(Page extract):
Segment Open

Minn. Legislator Proposes Bill for Drug Companies to Pay for Opioid Treatment
Dec. 29—WILLMAR—Dave Baker would like to see doctors change their vocabulary.
Rather than offering an opioid prescription for pain, he would suggest a physician say, 'I've got some pills to help you with your pain; this is heroin."
Many people don't know what an opioid is, he said, but they know what heroin is. Heroin is the illegal drug in the same class as painkillers like oxycodone, oxycontin, morphine and codeine.
Dave Baker, a Republican state legislator from Willmar, and his wife, Mary, lost their son Dan to an addiction that began with prescription painkillers for back pain and advanced to heroin. He died of an overdose nearly seven years ago at the age of 25.
"We are going to keep fighting, and we're going to make sure everybody knows the power of an opioid," he said.
Dave Baker is planning to introduce legislation that could make Minnesota the first in the nation to require drug companies to pay a surcharge of one cent on each opioid pill sold. The money raised would be used to help the state address the epidemic of opioid addiction.
"When you sell heroin in pills and you give them to pain patients, and you don't tell them the strength of this heroin, it causes problems, and this is where we're at today," Dave Baker said.
"It's not only the strength, but the addiction factor," added Mary Baker. "It's there, and they did their best to keep it from even the medical community."
Baker's legislation, which would raise $15 million to $20 million a year, could help the state pay for treatment centers and for an integrated prescription monitoring system to help doctors and pharmacists see if a patient has been doctor shopping to get more pills. It's a tool the medical community has sought.
The penny-a-pill surcharge could pay for naloxone for emergency responders to counteract overdoses and help counties pay addiction-related costs including child protection expenses, too.
"We want to make sure that someone will pay for this, and it will be the companies that delivered this to our country, the companies that lied to our medical community, the companies making billions of profit," Baker said.
"You folks who have made all this money on the backs of our children that aren't here anymore, you're going to step up," he added. "We can't just do what we're doing now; we need more resources because it's not getting fixed fast enough."

Segment Closed

(Required work):
1. In the article on the opioid surcharge bill, what surcharge would drug companies pay on each opioid pill sold?
2. Rewrite the passage of the article on the opioid surcharge bill starting at "Minn. Legislator Proposes" and ending at "morphine and codeine.", replacing "vocabulary" with "wording".

(Recorded information):
Segment Open

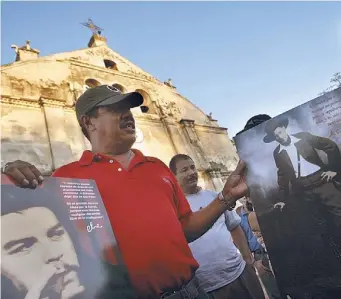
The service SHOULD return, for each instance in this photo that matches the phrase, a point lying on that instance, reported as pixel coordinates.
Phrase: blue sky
(234, 59)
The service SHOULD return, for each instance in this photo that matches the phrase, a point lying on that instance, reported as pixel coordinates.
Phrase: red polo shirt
(147, 210)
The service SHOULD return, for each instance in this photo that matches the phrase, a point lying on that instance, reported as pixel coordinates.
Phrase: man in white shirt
(223, 273)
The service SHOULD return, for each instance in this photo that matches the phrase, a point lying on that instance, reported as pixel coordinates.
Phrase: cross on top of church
(94, 28)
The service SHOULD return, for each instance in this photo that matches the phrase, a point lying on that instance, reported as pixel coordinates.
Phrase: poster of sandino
(57, 243)
(294, 178)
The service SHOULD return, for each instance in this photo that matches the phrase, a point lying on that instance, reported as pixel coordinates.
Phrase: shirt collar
(293, 141)
(88, 157)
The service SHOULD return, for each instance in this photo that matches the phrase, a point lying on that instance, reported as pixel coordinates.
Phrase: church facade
(39, 124)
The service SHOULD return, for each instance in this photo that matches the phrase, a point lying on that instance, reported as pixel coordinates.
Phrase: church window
(147, 106)
(119, 87)
(109, 64)
(91, 83)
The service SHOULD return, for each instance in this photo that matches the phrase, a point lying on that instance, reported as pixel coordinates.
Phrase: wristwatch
(3, 169)
(229, 206)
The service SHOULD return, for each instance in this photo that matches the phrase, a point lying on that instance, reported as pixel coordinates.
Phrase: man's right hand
(24, 174)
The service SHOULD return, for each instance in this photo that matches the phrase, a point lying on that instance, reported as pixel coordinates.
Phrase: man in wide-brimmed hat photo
(310, 196)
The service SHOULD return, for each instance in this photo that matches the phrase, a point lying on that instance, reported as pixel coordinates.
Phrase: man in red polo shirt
(150, 215)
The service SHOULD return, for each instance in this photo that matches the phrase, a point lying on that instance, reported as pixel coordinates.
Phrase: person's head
(36, 244)
(276, 129)
(106, 120)
(185, 171)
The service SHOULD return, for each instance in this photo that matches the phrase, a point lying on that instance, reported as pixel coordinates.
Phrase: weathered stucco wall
(39, 124)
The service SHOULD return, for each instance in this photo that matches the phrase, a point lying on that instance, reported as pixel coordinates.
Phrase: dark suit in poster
(294, 175)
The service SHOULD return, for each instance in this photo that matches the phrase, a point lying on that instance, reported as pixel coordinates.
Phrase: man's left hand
(235, 186)
(328, 175)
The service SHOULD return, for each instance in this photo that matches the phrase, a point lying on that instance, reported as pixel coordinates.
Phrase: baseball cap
(105, 95)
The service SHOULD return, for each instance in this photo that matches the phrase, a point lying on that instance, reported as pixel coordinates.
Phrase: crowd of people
(178, 240)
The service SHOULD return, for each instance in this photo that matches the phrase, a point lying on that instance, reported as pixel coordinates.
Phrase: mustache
(192, 177)
(54, 285)
(126, 121)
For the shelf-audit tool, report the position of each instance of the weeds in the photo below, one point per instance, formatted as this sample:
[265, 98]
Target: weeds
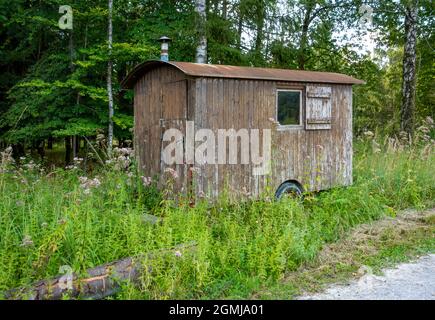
[68, 218]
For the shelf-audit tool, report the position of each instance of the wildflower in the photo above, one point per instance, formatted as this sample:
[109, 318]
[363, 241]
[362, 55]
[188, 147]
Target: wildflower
[172, 172]
[87, 184]
[376, 147]
[27, 241]
[369, 134]
[146, 181]
[19, 203]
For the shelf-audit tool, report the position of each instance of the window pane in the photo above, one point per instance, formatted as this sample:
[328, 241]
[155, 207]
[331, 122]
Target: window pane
[289, 107]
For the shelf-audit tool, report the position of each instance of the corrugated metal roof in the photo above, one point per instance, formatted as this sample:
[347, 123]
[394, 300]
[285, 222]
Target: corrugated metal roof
[234, 72]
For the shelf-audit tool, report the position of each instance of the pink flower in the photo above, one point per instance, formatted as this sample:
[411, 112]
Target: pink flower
[172, 172]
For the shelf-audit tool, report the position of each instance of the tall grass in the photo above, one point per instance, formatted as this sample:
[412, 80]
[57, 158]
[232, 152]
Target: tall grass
[55, 219]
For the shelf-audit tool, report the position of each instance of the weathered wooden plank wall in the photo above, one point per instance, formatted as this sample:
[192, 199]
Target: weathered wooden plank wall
[318, 158]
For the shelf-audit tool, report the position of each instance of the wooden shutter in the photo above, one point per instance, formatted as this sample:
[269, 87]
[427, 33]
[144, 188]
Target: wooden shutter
[318, 108]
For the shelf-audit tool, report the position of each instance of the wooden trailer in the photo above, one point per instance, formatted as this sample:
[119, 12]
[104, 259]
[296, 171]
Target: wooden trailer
[309, 115]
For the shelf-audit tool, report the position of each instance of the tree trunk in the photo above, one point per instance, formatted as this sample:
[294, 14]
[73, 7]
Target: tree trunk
[67, 150]
[407, 114]
[109, 83]
[201, 49]
[74, 145]
[260, 15]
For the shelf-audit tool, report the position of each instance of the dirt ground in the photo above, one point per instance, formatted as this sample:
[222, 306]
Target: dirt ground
[415, 280]
[408, 281]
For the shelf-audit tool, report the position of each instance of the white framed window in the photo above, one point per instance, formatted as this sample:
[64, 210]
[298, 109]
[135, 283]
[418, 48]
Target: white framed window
[289, 108]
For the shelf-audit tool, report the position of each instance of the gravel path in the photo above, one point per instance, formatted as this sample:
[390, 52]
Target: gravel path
[408, 281]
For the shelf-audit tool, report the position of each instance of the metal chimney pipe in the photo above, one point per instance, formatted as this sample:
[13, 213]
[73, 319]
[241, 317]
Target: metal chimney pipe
[164, 48]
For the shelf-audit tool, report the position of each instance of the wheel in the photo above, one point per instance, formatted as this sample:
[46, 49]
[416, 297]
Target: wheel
[289, 189]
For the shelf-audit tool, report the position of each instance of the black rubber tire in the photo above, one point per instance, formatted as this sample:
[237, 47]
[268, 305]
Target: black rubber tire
[289, 188]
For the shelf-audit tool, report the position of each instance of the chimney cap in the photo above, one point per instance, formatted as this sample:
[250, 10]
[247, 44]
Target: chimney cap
[165, 39]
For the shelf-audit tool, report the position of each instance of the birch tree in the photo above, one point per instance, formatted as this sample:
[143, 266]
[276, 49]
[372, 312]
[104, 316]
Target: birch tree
[109, 82]
[407, 114]
[201, 49]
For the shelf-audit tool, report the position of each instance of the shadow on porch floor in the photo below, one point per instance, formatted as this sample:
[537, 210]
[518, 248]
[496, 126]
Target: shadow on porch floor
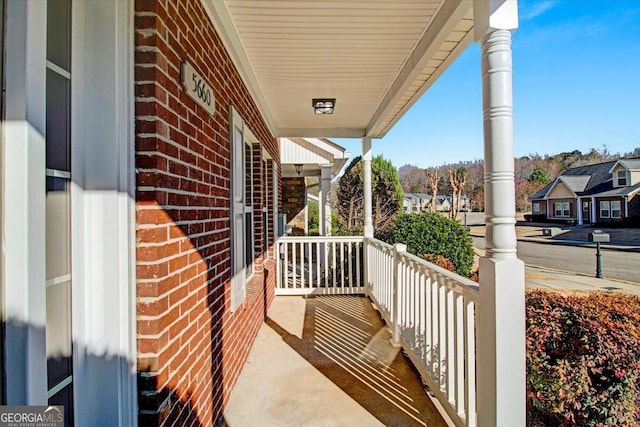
[327, 361]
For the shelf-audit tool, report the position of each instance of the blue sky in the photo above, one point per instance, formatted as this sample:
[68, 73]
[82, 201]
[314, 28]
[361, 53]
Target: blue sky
[576, 86]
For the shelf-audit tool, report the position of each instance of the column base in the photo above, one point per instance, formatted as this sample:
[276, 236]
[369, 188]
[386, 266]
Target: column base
[501, 343]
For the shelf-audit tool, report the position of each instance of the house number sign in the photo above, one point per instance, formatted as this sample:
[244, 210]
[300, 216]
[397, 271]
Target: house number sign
[197, 87]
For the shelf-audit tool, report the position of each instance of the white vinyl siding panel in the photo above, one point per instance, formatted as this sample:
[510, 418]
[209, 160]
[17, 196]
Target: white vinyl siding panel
[370, 56]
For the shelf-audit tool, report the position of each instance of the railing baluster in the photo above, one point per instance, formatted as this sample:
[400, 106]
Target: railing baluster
[350, 246]
[470, 353]
[309, 263]
[459, 352]
[450, 358]
[333, 264]
[285, 267]
[295, 265]
[359, 248]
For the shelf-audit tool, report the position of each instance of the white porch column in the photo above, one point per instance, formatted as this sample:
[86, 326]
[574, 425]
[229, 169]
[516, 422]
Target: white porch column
[366, 166]
[579, 209]
[324, 207]
[501, 309]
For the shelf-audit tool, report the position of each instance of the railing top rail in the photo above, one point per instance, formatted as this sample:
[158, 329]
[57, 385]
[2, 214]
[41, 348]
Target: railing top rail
[321, 239]
[465, 285]
[379, 243]
[455, 282]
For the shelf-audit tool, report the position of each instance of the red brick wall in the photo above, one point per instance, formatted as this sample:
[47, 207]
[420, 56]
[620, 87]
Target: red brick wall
[190, 347]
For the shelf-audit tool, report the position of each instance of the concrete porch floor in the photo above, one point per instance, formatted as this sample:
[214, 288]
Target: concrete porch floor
[327, 361]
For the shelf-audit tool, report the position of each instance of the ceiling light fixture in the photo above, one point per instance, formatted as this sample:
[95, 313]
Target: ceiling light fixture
[323, 105]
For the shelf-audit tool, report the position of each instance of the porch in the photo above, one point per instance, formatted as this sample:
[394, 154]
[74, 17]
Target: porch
[327, 360]
[336, 348]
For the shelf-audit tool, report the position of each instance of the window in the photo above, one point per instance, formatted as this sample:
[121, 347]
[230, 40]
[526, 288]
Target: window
[248, 207]
[242, 242]
[267, 179]
[616, 211]
[622, 178]
[58, 332]
[562, 209]
[558, 209]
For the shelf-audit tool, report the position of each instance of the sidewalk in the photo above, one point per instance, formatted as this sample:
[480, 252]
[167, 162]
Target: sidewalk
[537, 277]
[622, 239]
[547, 278]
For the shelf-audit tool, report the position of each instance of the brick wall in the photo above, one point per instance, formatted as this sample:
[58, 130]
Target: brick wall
[293, 204]
[190, 347]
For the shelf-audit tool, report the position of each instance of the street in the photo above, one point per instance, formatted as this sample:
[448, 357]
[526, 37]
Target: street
[619, 265]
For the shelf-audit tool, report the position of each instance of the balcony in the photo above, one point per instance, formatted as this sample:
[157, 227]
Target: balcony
[338, 344]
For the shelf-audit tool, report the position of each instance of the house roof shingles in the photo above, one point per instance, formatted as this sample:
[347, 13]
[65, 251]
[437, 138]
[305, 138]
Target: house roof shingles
[592, 180]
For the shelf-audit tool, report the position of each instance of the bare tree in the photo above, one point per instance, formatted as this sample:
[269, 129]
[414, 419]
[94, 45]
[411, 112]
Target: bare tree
[433, 178]
[458, 180]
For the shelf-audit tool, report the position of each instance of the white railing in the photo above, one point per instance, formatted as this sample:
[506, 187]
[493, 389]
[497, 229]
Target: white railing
[320, 265]
[431, 312]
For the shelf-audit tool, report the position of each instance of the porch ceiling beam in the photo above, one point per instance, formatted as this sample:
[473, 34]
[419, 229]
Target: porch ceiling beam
[320, 132]
[219, 16]
[450, 14]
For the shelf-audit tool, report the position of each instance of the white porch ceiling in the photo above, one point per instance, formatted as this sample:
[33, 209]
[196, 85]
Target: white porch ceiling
[375, 57]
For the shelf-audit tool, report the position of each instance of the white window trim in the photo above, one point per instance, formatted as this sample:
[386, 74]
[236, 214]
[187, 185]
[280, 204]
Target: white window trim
[241, 270]
[603, 210]
[625, 177]
[619, 210]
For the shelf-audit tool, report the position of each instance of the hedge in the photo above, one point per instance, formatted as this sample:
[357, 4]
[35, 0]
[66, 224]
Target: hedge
[583, 359]
[434, 234]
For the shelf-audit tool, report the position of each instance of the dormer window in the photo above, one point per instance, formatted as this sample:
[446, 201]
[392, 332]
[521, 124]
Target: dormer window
[622, 178]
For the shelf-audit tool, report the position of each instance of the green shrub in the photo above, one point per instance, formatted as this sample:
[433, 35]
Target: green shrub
[432, 233]
[583, 354]
[440, 261]
[313, 212]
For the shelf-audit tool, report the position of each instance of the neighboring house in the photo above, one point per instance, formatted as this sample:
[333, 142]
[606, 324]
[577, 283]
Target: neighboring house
[416, 202]
[600, 193]
[421, 202]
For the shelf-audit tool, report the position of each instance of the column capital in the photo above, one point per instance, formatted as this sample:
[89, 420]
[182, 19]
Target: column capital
[325, 171]
[491, 15]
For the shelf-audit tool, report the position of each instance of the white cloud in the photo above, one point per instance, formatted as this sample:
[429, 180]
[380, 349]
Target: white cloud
[535, 9]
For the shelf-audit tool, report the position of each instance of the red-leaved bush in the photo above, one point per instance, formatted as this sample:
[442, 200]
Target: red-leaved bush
[583, 359]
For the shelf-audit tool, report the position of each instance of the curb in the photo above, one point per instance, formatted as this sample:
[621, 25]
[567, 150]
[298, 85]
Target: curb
[621, 247]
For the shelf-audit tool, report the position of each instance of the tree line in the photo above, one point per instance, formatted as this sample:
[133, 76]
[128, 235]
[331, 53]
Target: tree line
[532, 172]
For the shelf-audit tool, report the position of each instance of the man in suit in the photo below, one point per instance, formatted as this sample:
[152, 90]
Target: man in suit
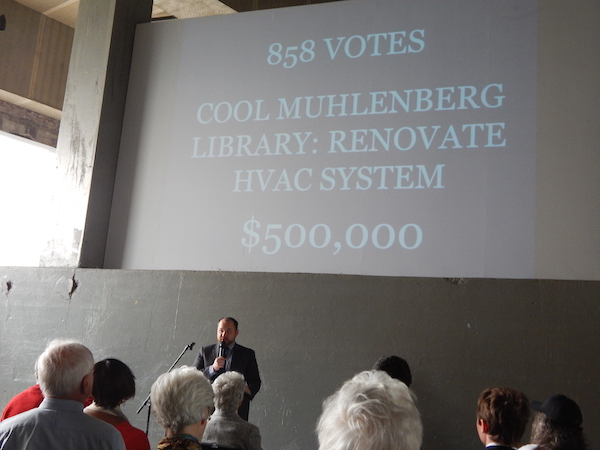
[216, 359]
[502, 415]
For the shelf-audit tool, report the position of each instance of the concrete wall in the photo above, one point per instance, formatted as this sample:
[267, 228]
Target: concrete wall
[312, 332]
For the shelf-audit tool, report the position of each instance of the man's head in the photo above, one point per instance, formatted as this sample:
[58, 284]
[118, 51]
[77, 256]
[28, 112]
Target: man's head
[370, 411]
[502, 415]
[395, 367]
[557, 424]
[227, 331]
[65, 371]
[113, 383]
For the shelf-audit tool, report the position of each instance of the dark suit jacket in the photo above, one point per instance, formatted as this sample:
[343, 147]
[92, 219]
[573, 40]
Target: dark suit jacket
[243, 360]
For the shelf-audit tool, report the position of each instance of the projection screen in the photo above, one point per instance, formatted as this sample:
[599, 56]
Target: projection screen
[376, 137]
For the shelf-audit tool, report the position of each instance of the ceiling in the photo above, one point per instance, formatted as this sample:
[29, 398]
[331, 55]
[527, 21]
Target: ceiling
[65, 11]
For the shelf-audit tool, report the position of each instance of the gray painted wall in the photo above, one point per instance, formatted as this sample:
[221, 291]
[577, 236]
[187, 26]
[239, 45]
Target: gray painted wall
[312, 332]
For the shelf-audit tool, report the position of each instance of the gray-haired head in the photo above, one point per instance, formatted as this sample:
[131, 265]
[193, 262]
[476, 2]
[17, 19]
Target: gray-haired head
[62, 367]
[370, 411]
[229, 391]
[181, 397]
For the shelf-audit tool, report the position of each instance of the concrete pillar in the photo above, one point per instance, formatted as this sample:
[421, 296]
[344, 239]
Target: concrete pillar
[89, 136]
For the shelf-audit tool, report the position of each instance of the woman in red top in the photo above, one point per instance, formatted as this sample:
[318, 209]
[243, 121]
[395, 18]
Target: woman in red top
[114, 383]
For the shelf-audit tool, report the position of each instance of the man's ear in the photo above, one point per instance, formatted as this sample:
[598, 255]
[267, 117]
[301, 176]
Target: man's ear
[484, 426]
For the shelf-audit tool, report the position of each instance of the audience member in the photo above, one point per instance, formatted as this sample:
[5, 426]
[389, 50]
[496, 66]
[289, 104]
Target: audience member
[372, 411]
[65, 375]
[182, 400]
[557, 425]
[24, 401]
[226, 427]
[502, 415]
[395, 367]
[114, 383]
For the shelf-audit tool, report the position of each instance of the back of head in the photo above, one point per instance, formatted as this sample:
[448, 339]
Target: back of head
[557, 424]
[181, 397]
[395, 367]
[370, 411]
[113, 383]
[229, 391]
[62, 366]
[506, 412]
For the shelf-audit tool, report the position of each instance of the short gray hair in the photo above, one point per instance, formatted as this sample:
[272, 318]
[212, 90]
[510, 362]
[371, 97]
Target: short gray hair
[229, 391]
[181, 397]
[370, 411]
[62, 366]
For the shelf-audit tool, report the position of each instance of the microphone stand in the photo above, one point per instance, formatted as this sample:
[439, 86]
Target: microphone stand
[147, 401]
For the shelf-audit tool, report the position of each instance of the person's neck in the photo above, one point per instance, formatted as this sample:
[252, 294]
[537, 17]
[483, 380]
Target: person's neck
[194, 430]
[76, 398]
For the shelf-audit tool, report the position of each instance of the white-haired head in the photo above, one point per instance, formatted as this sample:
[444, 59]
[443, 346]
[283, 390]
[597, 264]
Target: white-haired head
[370, 411]
[62, 367]
[180, 398]
[229, 391]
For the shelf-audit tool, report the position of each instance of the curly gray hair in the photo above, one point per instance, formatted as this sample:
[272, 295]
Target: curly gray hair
[62, 366]
[181, 397]
[370, 411]
[229, 391]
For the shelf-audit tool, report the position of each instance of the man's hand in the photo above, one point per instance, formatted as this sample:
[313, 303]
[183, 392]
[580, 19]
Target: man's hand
[219, 363]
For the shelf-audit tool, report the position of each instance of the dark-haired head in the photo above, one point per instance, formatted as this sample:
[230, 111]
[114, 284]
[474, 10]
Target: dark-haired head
[505, 412]
[395, 367]
[113, 383]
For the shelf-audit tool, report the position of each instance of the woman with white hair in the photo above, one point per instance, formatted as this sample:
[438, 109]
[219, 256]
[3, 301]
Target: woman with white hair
[182, 400]
[226, 427]
[372, 411]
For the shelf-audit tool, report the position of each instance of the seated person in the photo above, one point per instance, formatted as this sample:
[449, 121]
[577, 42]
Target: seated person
[395, 367]
[114, 383]
[24, 401]
[557, 425]
[372, 411]
[502, 415]
[226, 427]
[182, 400]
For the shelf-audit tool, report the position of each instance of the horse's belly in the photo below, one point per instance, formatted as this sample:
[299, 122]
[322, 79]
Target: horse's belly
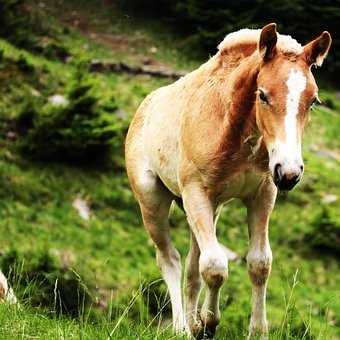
[240, 185]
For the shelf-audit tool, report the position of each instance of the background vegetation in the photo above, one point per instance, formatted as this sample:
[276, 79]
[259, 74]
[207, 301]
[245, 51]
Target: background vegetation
[62, 130]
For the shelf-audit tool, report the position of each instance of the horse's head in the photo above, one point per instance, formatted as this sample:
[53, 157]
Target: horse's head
[286, 90]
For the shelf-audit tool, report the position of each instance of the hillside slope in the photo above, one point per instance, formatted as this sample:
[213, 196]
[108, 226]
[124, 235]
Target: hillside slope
[98, 278]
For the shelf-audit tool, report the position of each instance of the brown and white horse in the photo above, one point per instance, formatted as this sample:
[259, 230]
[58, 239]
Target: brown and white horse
[230, 129]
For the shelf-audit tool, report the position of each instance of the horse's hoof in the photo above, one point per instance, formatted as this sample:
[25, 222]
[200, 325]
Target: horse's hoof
[201, 331]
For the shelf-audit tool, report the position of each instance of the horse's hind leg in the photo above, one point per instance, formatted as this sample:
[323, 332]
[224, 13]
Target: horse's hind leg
[193, 287]
[155, 200]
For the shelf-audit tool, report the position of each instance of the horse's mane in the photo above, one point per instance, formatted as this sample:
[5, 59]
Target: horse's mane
[249, 38]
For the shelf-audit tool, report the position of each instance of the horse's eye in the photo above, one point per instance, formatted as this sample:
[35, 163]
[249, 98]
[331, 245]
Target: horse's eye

Segment Closed

(Solution list):
1. One cent per pill.

2.
Minn. Legislator Proposes Bill for Drug Companies to Pay for Opioid Treatment
Dec. 29—WILLMAR—Dave Baker would like to see doctors change their wording.
Rather than offering an opioid prescription for pain, he would suggest a physician say, 'I've got some pills to help you with your pain; this is heroin."
Many people don't know what an opioid is, he said, but they know what heroin is. Heroin is the illegal drug in the same class as painkillers like oxycodone, oxycontin, morphine and codeine.